__Stated exercise__:
Quote verbatim everything in the records below, from the line containing "Reviewer note: confirm that each instance of the yellow" down to the line containing "60), (447, 275)]", including both of those lines.

__Input__:

----

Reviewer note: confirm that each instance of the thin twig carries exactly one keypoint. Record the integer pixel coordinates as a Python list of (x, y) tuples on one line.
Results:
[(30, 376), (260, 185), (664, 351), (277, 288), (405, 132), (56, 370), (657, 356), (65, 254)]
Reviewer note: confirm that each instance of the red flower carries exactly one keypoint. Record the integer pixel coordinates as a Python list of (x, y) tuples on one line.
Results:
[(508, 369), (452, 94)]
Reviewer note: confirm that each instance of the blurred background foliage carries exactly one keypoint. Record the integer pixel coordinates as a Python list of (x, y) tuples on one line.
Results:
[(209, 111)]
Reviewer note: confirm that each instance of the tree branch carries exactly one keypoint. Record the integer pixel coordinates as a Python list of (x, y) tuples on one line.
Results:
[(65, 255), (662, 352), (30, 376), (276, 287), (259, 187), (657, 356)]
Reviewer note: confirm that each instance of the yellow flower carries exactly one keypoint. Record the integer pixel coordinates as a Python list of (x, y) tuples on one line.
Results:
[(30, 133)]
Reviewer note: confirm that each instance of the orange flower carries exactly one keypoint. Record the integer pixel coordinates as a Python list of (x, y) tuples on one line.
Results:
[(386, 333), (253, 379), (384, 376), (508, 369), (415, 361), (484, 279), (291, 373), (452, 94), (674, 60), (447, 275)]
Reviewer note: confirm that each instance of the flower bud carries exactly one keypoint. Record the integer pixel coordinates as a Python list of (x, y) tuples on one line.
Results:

----

__Solution to the exercise__:
Reviewer note: confirm that each instance of the yellow flower carries exactly one keypoint. Record the integer pixel coordinates as a Python list of (x, y) tuples on one line.
Results:
[(30, 133)]
Reviewer note: confirm that each instance of the orange flower carries exactly one keypoint. Record the integer pixel coordinates as a Python list of (x, y) tuples on one line.
Results:
[(386, 333), (253, 379), (384, 376), (508, 369), (415, 361), (484, 279), (291, 373), (452, 94), (674, 60), (447, 275)]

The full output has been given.